• **What is expected**
Extract every line of the data below verbatim, omitting the pictures.

• **Stored data**
===

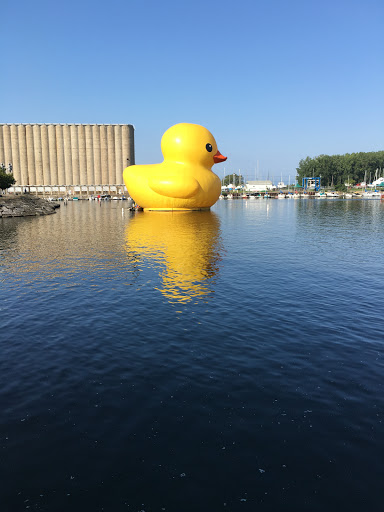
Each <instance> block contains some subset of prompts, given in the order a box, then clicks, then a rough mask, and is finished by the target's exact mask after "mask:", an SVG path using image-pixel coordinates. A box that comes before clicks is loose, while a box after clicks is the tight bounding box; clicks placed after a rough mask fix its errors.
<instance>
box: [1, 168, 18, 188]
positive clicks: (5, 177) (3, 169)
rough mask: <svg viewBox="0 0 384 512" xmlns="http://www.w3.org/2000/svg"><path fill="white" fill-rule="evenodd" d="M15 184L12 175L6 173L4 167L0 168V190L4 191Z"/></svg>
mask: <svg viewBox="0 0 384 512" xmlns="http://www.w3.org/2000/svg"><path fill="white" fill-rule="evenodd" d="M15 183H16V180H15V178H14V177H13V174H12V173H7V171H6V169H5V167H4V166H1V167H0V190H6V189H7V188H9V187H12V185H14V184H15Z"/></svg>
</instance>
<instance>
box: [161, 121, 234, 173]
mask: <svg viewBox="0 0 384 512" xmlns="http://www.w3.org/2000/svg"><path fill="white" fill-rule="evenodd" d="M161 151H162V152H163V155H164V161H166V160H170V161H174V162H180V163H189V164H191V163H192V164H200V165H202V166H204V167H207V168H209V169H210V168H211V167H212V165H213V164H217V163H219V162H224V161H225V160H226V159H227V157H226V156H223V155H222V154H221V153H220V151H218V149H217V144H216V141H215V138H214V136H213V135H212V133H211V132H210V131H209V130H207V129H206V128H204V127H203V126H200V125H198V124H190V123H179V124H175V125H174V126H171V128H169V129H168V130H167V131H166V132H165V133H164V135H163V138H162V139H161Z"/></svg>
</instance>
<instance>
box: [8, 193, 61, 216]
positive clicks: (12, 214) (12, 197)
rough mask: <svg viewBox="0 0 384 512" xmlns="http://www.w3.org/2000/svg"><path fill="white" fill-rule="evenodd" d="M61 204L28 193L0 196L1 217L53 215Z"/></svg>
mask: <svg viewBox="0 0 384 512" xmlns="http://www.w3.org/2000/svg"><path fill="white" fill-rule="evenodd" d="M59 206H60V205H58V204H57V203H53V202H51V201H47V200H46V199H42V198H40V197H35V196H31V195H28V194H23V195H20V196H0V218H4V217H33V216H37V215H51V214H52V213H55V211H56V208H59Z"/></svg>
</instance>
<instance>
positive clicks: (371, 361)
mask: <svg viewBox="0 0 384 512" xmlns="http://www.w3.org/2000/svg"><path fill="white" fill-rule="evenodd" d="M122 206H124V207H126V206H127V204H126V203H121V202H117V201H116V202H109V203H108V202H102V203H101V204H99V203H96V202H73V203H70V204H68V206H66V207H65V206H62V207H61V208H60V210H59V211H58V213H56V214H55V215H51V216H47V217H40V218H26V219H3V220H2V221H1V220H0V249H1V251H0V281H1V285H0V299H1V302H0V315H1V316H0V318H1V330H0V407H1V415H0V473H1V474H0V509H1V511H5V512H8V511H12V512H13V511H19V510H25V509H28V510H31V511H32V510H33V511H48V512H56V511H66V510H68V511H71V512H77V511H79V512H80V511H81V512H83V511H111V512H116V511H117V512H118V511H125V510H127V511H135V512H136V511H145V512H153V511H163V510H165V511H170V512H173V511H175V512H180V511H185V512H192V511H194V512H195V511H255V510H263V511H280V510H284V511H309V510H310V511H324V510H328V511H340V510H349V511H362V510H364V511H376V510H381V508H382V504H383V499H384V485H383V476H384V471H383V469H384V468H383V454H384V425H383V413H384V410H383V408H384V389H383V372H384V343H383V340H384V336H383V329H384V322H383V263H384V244H383V237H384V204H382V202H380V201H364V200H356V201H355V200H349V201H348V200H345V201H342V200H333V201H332V200H325V201H319V200H315V199H313V200H298V201H289V200H286V201H274V200H261V199H260V200H255V201H245V200H244V201H241V200H239V201H232V202H231V201H221V202H218V203H217V204H216V205H215V207H214V208H213V209H212V210H211V211H210V212H189V213H174V214H172V213H156V212H152V213H151V212H148V213H140V212H139V213H135V214H131V213H129V212H128V211H127V210H125V211H124V212H122Z"/></svg>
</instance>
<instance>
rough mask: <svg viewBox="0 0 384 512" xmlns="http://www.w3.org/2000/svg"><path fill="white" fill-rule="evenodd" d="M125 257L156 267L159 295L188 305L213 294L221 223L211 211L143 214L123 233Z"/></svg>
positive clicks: (132, 222)
mask: <svg viewBox="0 0 384 512" xmlns="http://www.w3.org/2000/svg"><path fill="white" fill-rule="evenodd" d="M125 238H126V249H127V254H128V255H129V257H130V258H131V259H133V260H136V261H137V260H144V261H145V264H149V265H151V266H152V267H155V268H158V271H159V275H160V277H161V280H162V287H161V288H160V291H161V293H162V294H163V295H164V296H165V297H166V298H167V299H169V300H170V301H177V302H188V301H190V300H192V299H193V298H196V297H198V296H203V295H206V294H209V293H211V292H212V289H211V287H210V283H209V280H210V279H211V278H212V277H213V276H215V275H216V274H217V272H218V261H219V260H220V249H221V242H220V222H219V218H218V217H217V215H216V214H215V213H213V212H211V211H203V212H146V213H144V214H139V215H137V216H135V217H134V218H132V220H131V221H130V222H129V224H128V225H127V227H126V231H125Z"/></svg>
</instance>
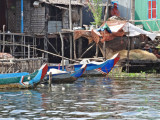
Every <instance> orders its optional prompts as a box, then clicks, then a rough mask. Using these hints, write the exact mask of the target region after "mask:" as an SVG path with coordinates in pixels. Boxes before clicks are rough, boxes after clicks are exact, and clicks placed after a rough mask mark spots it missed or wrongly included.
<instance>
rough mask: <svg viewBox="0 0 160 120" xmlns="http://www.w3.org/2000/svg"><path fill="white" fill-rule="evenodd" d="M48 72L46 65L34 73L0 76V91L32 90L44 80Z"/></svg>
mask: <svg viewBox="0 0 160 120" xmlns="http://www.w3.org/2000/svg"><path fill="white" fill-rule="evenodd" d="M47 70H48V66H47V64H44V65H42V66H41V68H40V69H38V70H36V71H35V72H34V73H31V74H30V73H27V72H22V73H7V74H0V89H13V88H28V89H29V88H34V87H36V86H37V85H38V84H39V83H40V82H41V80H42V79H43V78H44V76H45V75H46V73H47Z"/></svg>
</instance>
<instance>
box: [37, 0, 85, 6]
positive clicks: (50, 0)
mask: <svg viewBox="0 0 160 120" xmlns="http://www.w3.org/2000/svg"><path fill="white" fill-rule="evenodd" d="M39 1H40V2H45V3H48V4H59V5H60V4H61V5H69V0H39ZM71 5H80V6H83V5H84V4H83V3H80V0H71Z"/></svg>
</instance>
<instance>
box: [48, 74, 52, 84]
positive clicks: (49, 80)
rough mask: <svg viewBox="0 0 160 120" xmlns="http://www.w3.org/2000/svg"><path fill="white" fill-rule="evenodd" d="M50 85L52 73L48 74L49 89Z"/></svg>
mask: <svg viewBox="0 0 160 120" xmlns="http://www.w3.org/2000/svg"><path fill="white" fill-rule="evenodd" d="M51 84H52V72H50V73H49V87H51Z"/></svg>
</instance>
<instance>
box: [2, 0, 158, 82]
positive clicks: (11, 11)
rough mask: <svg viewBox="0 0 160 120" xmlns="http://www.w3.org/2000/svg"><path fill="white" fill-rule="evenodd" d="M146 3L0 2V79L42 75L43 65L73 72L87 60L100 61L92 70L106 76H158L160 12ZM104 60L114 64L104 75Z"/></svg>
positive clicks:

===

• **Response to this exercise**
Each <instance> block contains some subset of prompts, given in the order a box, then clicks, then a rough mask, and is finished by the target's exact mask after "mask:", an SVG path using image-pixel coordinates. A box that comes before clicks is loose, while a box after clicks is the tight bounding box; clicks placed after a rough mask fix its errors.
<instance>
box: [1, 168, 18, 188]
positive clicks: (5, 177) (3, 169)
rough mask: <svg viewBox="0 0 384 512" xmlns="http://www.w3.org/2000/svg"><path fill="white" fill-rule="evenodd" d="M15 184L12 175L6 173L4 167L0 168V190L4 191Z"/></svg>
mask: <svg viewBox="0 0 384 512" xmlns="http://www.w3.org/2000/svg"><path fill="white" fill-rule="evenodd" d="M15 183H16V180H15V178H14V177H13V174H12V173H7V171H6V169H5V167H4V166H1V167H0V190H6V189H7V188H9V187H12V185H14V184H15Z"/></svg>
</instance>
<instance>
box: [161, 121, 234, 173]
mask: <svg viewBox="0 0 384 512" xmlns="http://www.w3.org/2000/svg"><path fill="white" fill-rule="evenodd" d="M161 151H162V152H163V155H164V161H166V160H170V161H174V162H180V163H189V164H191V163H192V164H200V165H202V166H204V167H207V168H209V169H210V168H211V167H212V165H213V164H217V163H219V162H224V161H225V160H226V159H227V157H226V156H223V155H222V154H221V153H220V151H218V149H217V144H216V141H215V138H214V136H213V135H212V133H211V132H210V131H209V130H207V129H206V128H204V127H203V126H200V125H198V124H190V123H179V124H175V125H174V126H171V128H169V129H168V130H167V131H166V132H165V133H164V135H163V138H162V139H161Z"/></svg>
</instance>
<instance>
box: [8, 193, 61, 216]
positive clicks: (12, 214) (12, 197)
rough mask: <svg viewBox="0 0 384 512" xmlns="http://www.w3.org/2000/svg"><path fill="white" fill-rule="evenodd" d="M61 204L28 193L0 196L1 217L53 215Z"/></svg>
mask: <svg viewBox="0 0 384 512" xmlns="http://www.w3.org/2000/svg"><path fill="white" fill-rule="evenodd" d="M59 206H60V205H58V204H57V203H53V202H51V201H47V200H46V199H42V198H40V197H35V196H31V195H28V194H23V195H20V196H0V218H4V217H33V216H37V215H51V214H52V213H55V211H56V208H59Z"/></svg>
</instance>
<instance>
positive clicks: (371, 361)
mask: <svg viewBox="0 0 384 512" xmlns="http://www.w3.org/2000/svg"><path fill="white" fill-rule="evenodd" d="M122 206H124V207H126V206H127V204H126V203H121V202H117V201H116V202H109V203H108V202H102V203H101V204H99V203H96V202H73V203H70V204H68V206H66V207H65V206H62V207H61V208H60V210H59V211H58V213H56V214H55V215H51V216H47V217H40V218H26V219H3V220H2V221H1V220H0V249H1V251H0V281H1V285H0V299H1V302H0V315H1V316H0V318H1V330H0V407H1V415H0V473H1V474H0V509H1V511H5V512H8V511H12V512H13V511H19V510H25V509H28V510H31V511H32V510H33V511H48V512H56V511H66V510H68V511H71V512H77V511H79V512H80V511H81V512H83V511H111V512H116V511H117V512H118V511H125V510H127V511H135V512H136V511H145V512H153V511H163V510H165V511H170V512H173V511H175V512H180V511H185V512H192V511H194V512H195V511H255V510H263V511H280V510H284V511H309V510H310V511H324V510H328V511H340V510H349V511H362V510H364V511H376V510H381V508H382V504H383V499H384V485H383V476H384V471H383V469H384V468H383V454H384V425H383V413H384V410H383V408H384V389H383V372H384V343H383V340H384V336H383V329H384V322H383V263H384V244H383V237H384V204H382V202H380V201H364V200H356V201H355V200H349V201H348V200H345V201H342V200H333V201H332V200H325V201H319V200H315V199H313V200H298V201H289V200H286V201H274V200H261V199H260V200H255V201H245V200H244V201H241V200H239V201H232V202H231V201H221V202H218V203H217V204H216V205H215V207H214V208H213V209H212V210H211V211H210V212H189V213H174V214H172V213H156V212H152V213H151V212H148V213H140V212H139V213H135V214H131V213H129V212H128V211H127V210H125V211H124V212H122Z"/></svg>
</instance>
<instance>
rough mask: <svg viewBox="0 0 384 512" xmlns="http://www.w3.org/2000/svg"><path fill="white" fill-rule="evenodd" d="M125 257L156 267L159 295L188 305L213 294L221 223L211 211L143 214L123 233Z"/></svg>
positive clicks: (132, 222)
mask: <svg viewBox="0 0 384 512" xmlns="http://www.w3.org/2000/svg"><path fill="white" fill-rule="evenodd" d="M125 238H126V249H127V254H128V255H129V257H130V258H131V259H133V260H136V261H137V260H144V261H145V264H149V265H151V266H152V267H155V268H158V271H159V275H160V277H161V280H162V287H161V288H160V291H161V293H162V294H163V295H164V296H165V297H166V298H167V299H169V300H170V301H177V302H188V301H190V300H192V299H193V298H196V297H198V296H203V295H206V294H209V293H211V292H212V289H211V287H210V283H209V280H210V279H211V278H212V277H213V276H215V275H216V274H217V272H218V261H219V260H220V249H221V242H220V222H219V218H218V217H217V215H216V214H215V213H213V212H211V211H203V212H146V213H144V214H139V215H137V216H135V217H134V218H132V220H131V221H130V222H129V224H128V225H127V227H126V231H125Z"/></svg>
</instance>
Every <instance> orders its optional prompts as a box, then clicks, then a rough mask. Using these hints, write the exact mask of the target region after "mask:" as an SVG path with coordinates in pixels. Boxes before clicks are rough, boxes after clicks are exact, and clicks placed after a rough mask mark spots it missed or wrongly included.
<instance>
rough mask: <svg viewBox="0 0 160 120" xmlns="http://www.w3.org/2000/svg"><path fill="white" fill-rule="evenodd" d="M48 72L46 65L34 73L0 76V91L32 90L44 80Z"/></svg>
mask: <svg viewBox="0 0 160 120" xmlns="http://www.w3.org/2000/svg"><path fill="white" fill-rule="evenodd" d="M47 70H48V66H47V64H44V65H42V66H41V68H40V69H38V70H36V71H35V72H34V73H31V74H30V73H27V72H22V73H7V74H0V89H13V88H28V89H29V88H34V87H36V86H37V85H38V84H39V83H40V82H41V80H42V79H43V78H44V76H45V75H46V73H47Z"/></svg>
</instance>
<instance>
box: [37, 0, 85, 6]
positive clicks: (50, 0)
mask: <svg viewBox="0 0 160 120" xmlns="http://www.w3.org/2000/svg"><path fill="white" fill-rule="evenodd" d="M39 1H40V2H45V3H48V4H59V5H60V4H61V5H69V0H39ZM71 5H80V6H83V5H84V4H83V3H80V0H71Z"/></svg>
</instance>
<instance>
box: [48, 74, 52, 84]
positive clicks: (49, 80)
rough mask: <svg viewBox="0 0 160 120" xmlns="http://www.w3.org/2000/svg"><path fill="white" fill-rule="evenodd" d="M50 85L52 73L48 74L49 89Z"/></svg>
mask: <svg viewBox="0 0 160 120" xmlns="http://www.w3.org/2000/svg"><path fill="white" fill-rule="evenodd" d="M51 84H52V72H50V73H49V87H51Z"/></svg>
</instance>
<instance>
box: [2, 0, 158, 82]
positive clicks: (11, 11)
rough mask: <svg viewBox="0 0 160 120" xmlns="http://www.w3.org/2000/svg"><path fill="white" fill-rule="evenodd" d="M146 3L0 2V79L42 75L43 65L73 72L87 60L100 61L92 70L106 76H158L160 12ZM104 60L114 64L104 75Z"/></svg>
positive clicks:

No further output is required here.